Work request — Copy all lines below that use the word "wire".

Given information —
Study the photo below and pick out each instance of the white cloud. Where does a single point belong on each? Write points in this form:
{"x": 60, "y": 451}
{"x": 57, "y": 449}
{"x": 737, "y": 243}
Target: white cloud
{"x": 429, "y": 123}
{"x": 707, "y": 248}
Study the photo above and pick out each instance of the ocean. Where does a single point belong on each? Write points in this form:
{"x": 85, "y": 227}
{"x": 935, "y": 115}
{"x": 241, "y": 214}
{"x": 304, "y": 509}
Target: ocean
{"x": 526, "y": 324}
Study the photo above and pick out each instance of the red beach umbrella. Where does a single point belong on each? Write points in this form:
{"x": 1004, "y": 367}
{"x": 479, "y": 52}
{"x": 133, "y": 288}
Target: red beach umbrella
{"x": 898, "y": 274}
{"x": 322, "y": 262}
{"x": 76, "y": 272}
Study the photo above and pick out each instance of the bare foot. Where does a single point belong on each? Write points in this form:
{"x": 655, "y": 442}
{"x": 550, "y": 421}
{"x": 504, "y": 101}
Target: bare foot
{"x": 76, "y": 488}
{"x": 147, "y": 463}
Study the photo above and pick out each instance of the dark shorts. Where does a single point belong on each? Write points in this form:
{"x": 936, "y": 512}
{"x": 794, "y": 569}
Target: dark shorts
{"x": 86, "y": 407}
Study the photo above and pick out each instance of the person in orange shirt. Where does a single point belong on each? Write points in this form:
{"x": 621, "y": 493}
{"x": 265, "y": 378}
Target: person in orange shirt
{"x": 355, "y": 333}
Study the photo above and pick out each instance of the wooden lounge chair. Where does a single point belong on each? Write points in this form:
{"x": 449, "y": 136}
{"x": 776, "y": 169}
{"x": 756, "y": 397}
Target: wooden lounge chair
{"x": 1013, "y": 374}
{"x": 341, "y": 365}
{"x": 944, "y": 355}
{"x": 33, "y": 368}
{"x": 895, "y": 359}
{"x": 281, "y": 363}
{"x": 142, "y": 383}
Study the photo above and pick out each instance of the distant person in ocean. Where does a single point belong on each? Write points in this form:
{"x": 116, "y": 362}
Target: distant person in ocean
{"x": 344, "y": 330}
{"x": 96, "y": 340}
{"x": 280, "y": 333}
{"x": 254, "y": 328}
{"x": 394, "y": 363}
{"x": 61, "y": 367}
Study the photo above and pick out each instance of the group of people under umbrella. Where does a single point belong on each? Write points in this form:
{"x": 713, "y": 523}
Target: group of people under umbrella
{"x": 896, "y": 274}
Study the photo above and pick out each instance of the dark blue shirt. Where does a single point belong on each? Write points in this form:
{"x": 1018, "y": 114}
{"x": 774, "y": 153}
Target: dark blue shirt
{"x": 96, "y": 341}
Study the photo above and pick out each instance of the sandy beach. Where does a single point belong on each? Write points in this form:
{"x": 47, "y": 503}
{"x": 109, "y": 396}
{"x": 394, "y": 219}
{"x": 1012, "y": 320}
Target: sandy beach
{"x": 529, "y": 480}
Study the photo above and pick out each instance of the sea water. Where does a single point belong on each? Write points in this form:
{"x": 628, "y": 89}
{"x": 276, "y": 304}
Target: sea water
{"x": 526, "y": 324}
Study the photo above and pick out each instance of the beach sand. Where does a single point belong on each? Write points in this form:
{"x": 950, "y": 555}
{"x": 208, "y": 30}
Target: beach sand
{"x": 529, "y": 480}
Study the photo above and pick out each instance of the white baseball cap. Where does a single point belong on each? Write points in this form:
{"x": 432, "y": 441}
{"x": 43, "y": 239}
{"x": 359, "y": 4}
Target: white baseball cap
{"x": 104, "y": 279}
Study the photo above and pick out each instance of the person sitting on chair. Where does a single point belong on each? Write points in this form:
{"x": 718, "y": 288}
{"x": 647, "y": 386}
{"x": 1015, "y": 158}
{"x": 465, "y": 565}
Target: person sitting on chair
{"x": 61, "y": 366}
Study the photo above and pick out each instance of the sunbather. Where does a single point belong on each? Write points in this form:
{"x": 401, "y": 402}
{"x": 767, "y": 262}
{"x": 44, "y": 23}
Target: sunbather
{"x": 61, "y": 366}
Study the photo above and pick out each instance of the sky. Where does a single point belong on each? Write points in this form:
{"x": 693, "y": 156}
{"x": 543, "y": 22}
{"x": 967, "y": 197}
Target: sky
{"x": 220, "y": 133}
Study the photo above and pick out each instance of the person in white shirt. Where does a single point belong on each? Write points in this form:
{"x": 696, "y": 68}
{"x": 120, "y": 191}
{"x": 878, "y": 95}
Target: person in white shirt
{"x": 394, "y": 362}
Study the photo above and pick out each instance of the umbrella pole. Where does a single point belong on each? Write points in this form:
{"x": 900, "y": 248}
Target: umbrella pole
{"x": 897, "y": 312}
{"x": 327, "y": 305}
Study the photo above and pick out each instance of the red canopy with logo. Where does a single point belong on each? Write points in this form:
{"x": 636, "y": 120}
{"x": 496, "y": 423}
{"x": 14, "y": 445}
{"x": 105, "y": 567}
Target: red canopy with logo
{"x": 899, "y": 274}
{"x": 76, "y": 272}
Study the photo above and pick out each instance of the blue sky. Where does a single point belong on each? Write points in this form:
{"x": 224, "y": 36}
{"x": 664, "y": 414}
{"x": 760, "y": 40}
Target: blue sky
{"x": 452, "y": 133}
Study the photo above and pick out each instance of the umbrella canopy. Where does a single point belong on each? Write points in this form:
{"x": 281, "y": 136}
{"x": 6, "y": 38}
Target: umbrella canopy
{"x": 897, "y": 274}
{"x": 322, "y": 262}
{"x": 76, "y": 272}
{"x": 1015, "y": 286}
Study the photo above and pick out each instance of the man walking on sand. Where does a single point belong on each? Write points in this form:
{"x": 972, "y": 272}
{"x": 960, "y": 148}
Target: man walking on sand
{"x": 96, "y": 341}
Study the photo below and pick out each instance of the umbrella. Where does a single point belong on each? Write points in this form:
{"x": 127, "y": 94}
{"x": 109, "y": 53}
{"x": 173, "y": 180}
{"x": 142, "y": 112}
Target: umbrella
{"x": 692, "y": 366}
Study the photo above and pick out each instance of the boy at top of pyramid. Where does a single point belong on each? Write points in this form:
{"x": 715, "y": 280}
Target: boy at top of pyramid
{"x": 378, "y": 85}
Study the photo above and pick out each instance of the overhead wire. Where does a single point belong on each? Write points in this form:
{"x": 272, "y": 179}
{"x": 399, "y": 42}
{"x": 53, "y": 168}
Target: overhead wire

Output of the task —
Study the photo above and pick out each instance of the overhead wire. Where does a single point belong on each? Write points in this form:
Target: overhead wire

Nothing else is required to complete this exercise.